WHAT THE TASK REQUIRES - Copy the material below line for line, changing nothing.

(begin)

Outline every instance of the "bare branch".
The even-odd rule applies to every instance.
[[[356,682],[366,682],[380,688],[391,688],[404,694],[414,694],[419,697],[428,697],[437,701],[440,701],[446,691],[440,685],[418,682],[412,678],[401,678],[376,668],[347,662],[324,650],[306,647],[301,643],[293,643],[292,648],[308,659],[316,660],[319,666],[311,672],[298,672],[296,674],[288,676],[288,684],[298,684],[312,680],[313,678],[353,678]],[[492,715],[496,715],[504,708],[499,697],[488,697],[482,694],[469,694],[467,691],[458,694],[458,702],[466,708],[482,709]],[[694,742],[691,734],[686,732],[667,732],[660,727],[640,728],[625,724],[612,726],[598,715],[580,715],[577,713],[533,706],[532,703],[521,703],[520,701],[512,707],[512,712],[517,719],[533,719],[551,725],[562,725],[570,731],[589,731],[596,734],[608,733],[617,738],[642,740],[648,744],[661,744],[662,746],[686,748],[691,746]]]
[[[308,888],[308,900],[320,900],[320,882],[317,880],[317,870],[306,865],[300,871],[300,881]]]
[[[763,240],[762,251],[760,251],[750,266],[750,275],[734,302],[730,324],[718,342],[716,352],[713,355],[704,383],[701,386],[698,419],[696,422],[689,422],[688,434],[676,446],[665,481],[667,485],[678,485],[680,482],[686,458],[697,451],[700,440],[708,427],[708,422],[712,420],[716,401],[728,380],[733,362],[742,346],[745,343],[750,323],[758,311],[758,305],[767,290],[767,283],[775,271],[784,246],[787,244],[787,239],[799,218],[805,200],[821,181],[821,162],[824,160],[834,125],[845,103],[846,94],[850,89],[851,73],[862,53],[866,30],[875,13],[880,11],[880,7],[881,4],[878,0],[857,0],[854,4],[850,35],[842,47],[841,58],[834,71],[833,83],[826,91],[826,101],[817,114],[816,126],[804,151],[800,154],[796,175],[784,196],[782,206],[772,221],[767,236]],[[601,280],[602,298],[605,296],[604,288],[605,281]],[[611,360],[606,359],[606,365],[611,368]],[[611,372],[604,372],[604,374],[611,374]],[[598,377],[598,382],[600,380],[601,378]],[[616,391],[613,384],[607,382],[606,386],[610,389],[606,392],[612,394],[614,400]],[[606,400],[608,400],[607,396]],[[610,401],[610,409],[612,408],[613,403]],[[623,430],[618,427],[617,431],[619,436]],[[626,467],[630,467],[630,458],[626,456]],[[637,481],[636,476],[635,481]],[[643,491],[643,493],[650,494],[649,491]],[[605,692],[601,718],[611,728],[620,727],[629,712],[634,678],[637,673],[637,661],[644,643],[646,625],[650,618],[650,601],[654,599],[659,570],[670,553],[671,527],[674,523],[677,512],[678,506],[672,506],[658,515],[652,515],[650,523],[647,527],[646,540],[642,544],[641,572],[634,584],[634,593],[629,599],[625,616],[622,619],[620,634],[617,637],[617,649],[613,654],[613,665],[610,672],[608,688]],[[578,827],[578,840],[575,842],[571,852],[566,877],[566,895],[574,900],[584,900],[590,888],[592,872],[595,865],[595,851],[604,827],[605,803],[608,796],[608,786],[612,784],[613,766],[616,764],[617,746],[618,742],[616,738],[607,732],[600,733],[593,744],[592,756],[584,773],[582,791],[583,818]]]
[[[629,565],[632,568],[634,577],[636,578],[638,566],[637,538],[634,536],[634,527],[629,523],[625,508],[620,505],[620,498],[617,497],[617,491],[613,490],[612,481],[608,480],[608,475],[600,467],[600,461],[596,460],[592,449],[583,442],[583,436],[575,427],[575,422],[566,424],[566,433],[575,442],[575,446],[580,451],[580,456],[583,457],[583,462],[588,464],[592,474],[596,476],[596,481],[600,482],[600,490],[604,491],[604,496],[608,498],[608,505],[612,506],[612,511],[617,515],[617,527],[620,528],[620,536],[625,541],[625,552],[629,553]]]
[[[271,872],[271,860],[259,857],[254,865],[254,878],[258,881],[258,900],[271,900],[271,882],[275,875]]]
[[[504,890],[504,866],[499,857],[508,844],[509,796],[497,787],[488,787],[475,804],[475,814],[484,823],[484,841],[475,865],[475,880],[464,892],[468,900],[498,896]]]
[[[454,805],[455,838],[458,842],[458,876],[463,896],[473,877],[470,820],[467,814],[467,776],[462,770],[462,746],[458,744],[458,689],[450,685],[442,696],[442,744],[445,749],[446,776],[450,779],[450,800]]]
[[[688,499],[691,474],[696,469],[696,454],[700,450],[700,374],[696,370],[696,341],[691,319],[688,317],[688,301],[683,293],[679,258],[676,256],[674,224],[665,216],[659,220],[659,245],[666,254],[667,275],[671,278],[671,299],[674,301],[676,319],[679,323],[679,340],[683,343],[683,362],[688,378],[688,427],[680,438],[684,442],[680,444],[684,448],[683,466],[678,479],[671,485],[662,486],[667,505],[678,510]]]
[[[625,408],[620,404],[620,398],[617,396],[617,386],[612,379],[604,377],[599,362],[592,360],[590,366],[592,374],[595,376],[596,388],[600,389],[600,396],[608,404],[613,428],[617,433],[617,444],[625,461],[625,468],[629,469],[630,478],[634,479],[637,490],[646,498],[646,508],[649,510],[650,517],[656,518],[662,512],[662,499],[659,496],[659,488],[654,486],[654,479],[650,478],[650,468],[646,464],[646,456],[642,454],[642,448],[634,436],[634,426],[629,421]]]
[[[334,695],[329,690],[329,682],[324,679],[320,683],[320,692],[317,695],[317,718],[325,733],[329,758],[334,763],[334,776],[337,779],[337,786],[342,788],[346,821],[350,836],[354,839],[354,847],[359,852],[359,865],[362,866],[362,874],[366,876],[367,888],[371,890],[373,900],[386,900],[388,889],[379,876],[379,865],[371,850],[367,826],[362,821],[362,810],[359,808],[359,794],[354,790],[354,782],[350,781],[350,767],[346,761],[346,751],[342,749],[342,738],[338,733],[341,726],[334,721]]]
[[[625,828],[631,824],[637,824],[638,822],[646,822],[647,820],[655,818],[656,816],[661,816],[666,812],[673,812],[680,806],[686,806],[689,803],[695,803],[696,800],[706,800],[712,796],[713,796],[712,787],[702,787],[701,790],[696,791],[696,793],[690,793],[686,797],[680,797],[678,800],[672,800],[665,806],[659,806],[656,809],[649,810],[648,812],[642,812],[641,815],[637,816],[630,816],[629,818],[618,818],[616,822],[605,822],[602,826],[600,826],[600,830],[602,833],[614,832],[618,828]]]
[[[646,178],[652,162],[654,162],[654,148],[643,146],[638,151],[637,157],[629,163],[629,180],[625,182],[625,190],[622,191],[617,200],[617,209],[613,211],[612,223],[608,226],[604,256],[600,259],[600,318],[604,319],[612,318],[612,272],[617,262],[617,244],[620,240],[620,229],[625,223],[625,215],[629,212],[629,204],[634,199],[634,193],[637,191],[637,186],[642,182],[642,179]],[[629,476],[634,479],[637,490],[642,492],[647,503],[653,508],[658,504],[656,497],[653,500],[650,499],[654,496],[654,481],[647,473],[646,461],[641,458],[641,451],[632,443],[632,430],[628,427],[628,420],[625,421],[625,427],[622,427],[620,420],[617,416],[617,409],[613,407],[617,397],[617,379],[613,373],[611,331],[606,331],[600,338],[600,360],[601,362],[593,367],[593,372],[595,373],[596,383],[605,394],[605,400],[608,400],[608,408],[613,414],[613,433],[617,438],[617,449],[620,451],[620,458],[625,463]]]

(end)

TASK RESULT -
Outline every instance of the "bare branch".
The even-odd rule applies to every instance.
[[[356,682],[366,682],[380,688],[391,688],[404,694],[414,694],[419,697],[428,697],[437,701],[440,701],[446,691],[440,685],[418,682],[412,678],[401,678],[376,668],[347,662],[324,650],[306,647],[301,643],[293,643],[292,648],[308,659],[316,660],[319,666],[311,672],[298,672],[296,674],[288,676],[288,684],[298,684],[312,680],[313,678],[353,678]],[[492,715],[496,715],[504,708],[499,697],[488,697],[482,694],[469,694],[467,691],[458,694],[458,702],[466,708],[482,709]],[[694,742],[691,734],[686,732],[667,732],[660,727],[640,728],[625,724],[612,726],[598,715],[580,715],[577,713],[533,706],[532,703],[521,703],[520,701],[512,707],[512,712],[517,719],[533,719],[551,725],[562,725],[570,731],[589,731],[596,734],[608,733],[617,738],[642,740],[648,744],[661,744],[662,746],[686,748],[691,746]]]
[[[308,888],[308,900],[320,900],[320,882],[317,880],[317,870],[306,865],[300,871],[300,881]]]
[[[763,240],[762,251],[760,251],[750,266],[750,275],[734,302],[730,324],[718,342],[716,352],[713,355],[704,383],[701,386],[698,419],[696,422],[689,422],[688,434],[676,446],[665,481],[667,485],[678,485],[680,482],[686,458],[697,451],[700,440],[708,427],[708,422],[712,420],[716,401],[728,380],[733,362],[742,346],[745,343],[750,323],[758,311],[758,305],[767,290],[767,283],[775,271],[784,246],[787,244],[787,239],[799,218],[805,200],[821,181],[821,162],[824,160],[834,125],[845,103],[846,94],[850,89],[851,73],[862,53],[866,30],[875,13],[880,11],[880,7],[881,4],[878,0],[857,0],[854,4],[850,35],[842,47],[841,58],[834,71],[833,83],[826,91],[826,101],[817,114],[816,126],[804,151],[800,154],[796,175],[784,196],[782,206],[772,221],[767,236]],[[601,280],[602,298],[605,296],[604,288],[605,281]],[[611,360],[606,359],[606,365],[611,368]],[[611,372],[604,372],[604,374],[611,374]],[[598,377],[598,382],[600,380],[601,378]],[[616,391],[613,384],[607,382],[606,386],[610,389],[606,392],[612,394],[614,400]],[[606,400],[608,400],[607,396]],[[610,401],[610,409],[612,408],[613,403]],[[623,430],[618,427],[617,431],[619,436]],[[626,467],[630,467],[630,458],[626,456]],[[637,481],[636,476],[635,481]],[[643,491],[643,493],[650,494],[649,491]],[[605,692],[601,718],[611,728],[620,727],[629,712],[634,678],[637,673],[637,661],[644,643],[646,625],[650,618],[650,601],[654,599],[659,570],[670,553],[671,527],[674,523],[677,512],[678,506],[672,506],[658,515],[652,515],[650,523],[647,527],[646,540],[642,544],[641,572],[634,584],[634,593],[629,599],[625,616],[622,619],[620,634],[617,637],[617,649],[613,654],[613,665],[610,672],[608,688]],[[578,827],[578,840],[575,842],[571,852],[566,877],[566,895],[574,900],[584,900],[590,888],[592,872],[595,865],[595,851],[604,827],[605,803],[608,796],[608,786],[612,784],[613,766],[616,764],[617,746],[618,742],[616,738],[607,732],[600,733],[593,744],[592,756],[584,773],[582,791],[583,818]]]
[[[629,565],[632,568],[634,577],[636,578],[638,566],[637,538],[634,536],[634,527],[629,523],[625,508],[620,505],[620,498],[617,497],[617,491],[613,490],[612,481],[608,480],[608,475],[600,467],[600,461],[596,460],[592,449],[583,442],[583,436],[575,427],[575,422],[566,424],[566,433],[575,442],[575,446],[580,451],[580,456],[583,457],[583,462],[588,464],[592,474],[596,476],[596,481],[600,482],[600,490],[604,491],[604,496],[608,498],[608,505],[612,506],[612,511],[617,515],[617,527],[620,528],[620,536],[625,541],[625,552],[629,553]]]
[[[271,872],[271,860],[259,857],[254,865],[254,878],[258,881],[258,900],[271,900],[271,882],[275,875]]]
[[[504,890],[504,866],[499,857],[508,844],[509,796],[497,787],[488,787],[475,804],[475,814],[484,823],[484,841],[475,865],[475,880],[464,892],[468,900],[498,896]]]
[[[454,805],[455,838],[458,842],[458,876],[463,896],[473,877],[470,820],[467,814],[467,776],[462,770],[462,746],[458,744],[458,689],[450,685],[442,696],[442,744],[445,749],[446,776],[450,779],[450,800]]]
[[[688,499],[691,474],[696,469],[696,454],[700,450],[700,374],[696,370],[696,341],[691,319],[688,317],[688,301],[683,293],[679,258],[676,256],[674,224],[665,216],[659,220],[659,245],[666,254],[667,275],[671,278],[671,299],[674,301],[676,319],[679,323],[679,340],[683,343],[683,362],[688,378],[688,427],[680,438],[684,442],[680,444],[684,448],[683,466],[678,479],[671,485],[662,486],[667,505],[678,510]]]
[[[625,408],[620,404],[620,398],[617,396],[617,386],[612,379],[604,377],[599,362],[592,360],[590,366],[592,374],[595,376],[596,388],[600,389],[600,396],[608,404],[613,428],[617,433],[617,444],[625,461],[625,468],[629,469],[630,478],[634,479],[637,490],[646,498],[646,508],[649,510],[650,517],[656,518],[662,512],[662,499],[659,496],[659,488],[654,486],[654,479],[650,478],[650,468],[646,464],[646,456],[642,454],[642,448],[634,436],[634,426],[629,421]]]
[[[334,695],[329,690],[329,682],[324,679],[320,683],[320,692],[317,695],[317,718],[325,733],[329,758],[334,763],[334,776],[337,779],[337,786],[342,788],[346,821],[350,836],[354,839],[354,847],[359,852],[359,865],[362,866],[362,874],[366,876],[367,888],[371,890],[373,900],[386,900],[388,889],[379,876],[379,865],[371,850],[367,826],[362,821],[362,810],[359,808],[359,794],[354,790],[354,782],[350,781],[350,767],[346,761],[346,751],[342,749],[342,738],[338,733],[341,726],[334,721]]]
[[[625,828],[631,824],[637,824],[638,822],[646,822],[647,820],[655,818],[656,816],[661,816],[666,812],[673,812],[680,806],[686,806],[689,803],[695,803],[696,800],[706,800],[712,796],[713,796],[712,787],[702,787],[701,790],[696,791],[696,793],[690,793],[686,797],[680,797],[678,800],[672,800],[665,806],[659,806],[656,809],[649,810],[648,812],[642,812],[641,815],[637,816],[630,816],[629,818],[618,818],[616,822],[605,822],[602,826],[600,826],[600,830],[602,833],[614,832],[618,828]]]
[[[646,178],[652,162],[654,162],[654,148],[643,146],[638,151],[637,157],[629,163],[629,180],[625,182],[625,190],[622,191],[617,200],[617,209],[613,211],[612,223],[608,226],[604,256],[600,259],[600,318],[604,319],[612,318],[612,272],[617,262],[617,244],[620,240],[620,229],[625,223],[625,215],[629,212],[629,204],[634,199],[634,193],[637,191],[637,186],[642,182],[642,179]],[[629,476],[634,479],[637,490],[642,492],[647,503],[653,508],[658,504],[656,497],[653,500],[650,499],[654,496],[654,481],[647,473],[646,461],[641,458],[641,451],[632,443],[632,430],[628,427],[628,420],[625,421],[625,427],[622,427],[620,420],[617,416],[617,409],[613,407],[617,397],[617,379],[613,373],[611,331],[606,331],[600,338],[600,360],[601,362],[593,367],[593,372],[595,373],[596,383],[605,394],[605,400],[608,400],[608,408],[613,414],[613,433],[617,438],[617,449],[620,451],[620,458],[625,463]]]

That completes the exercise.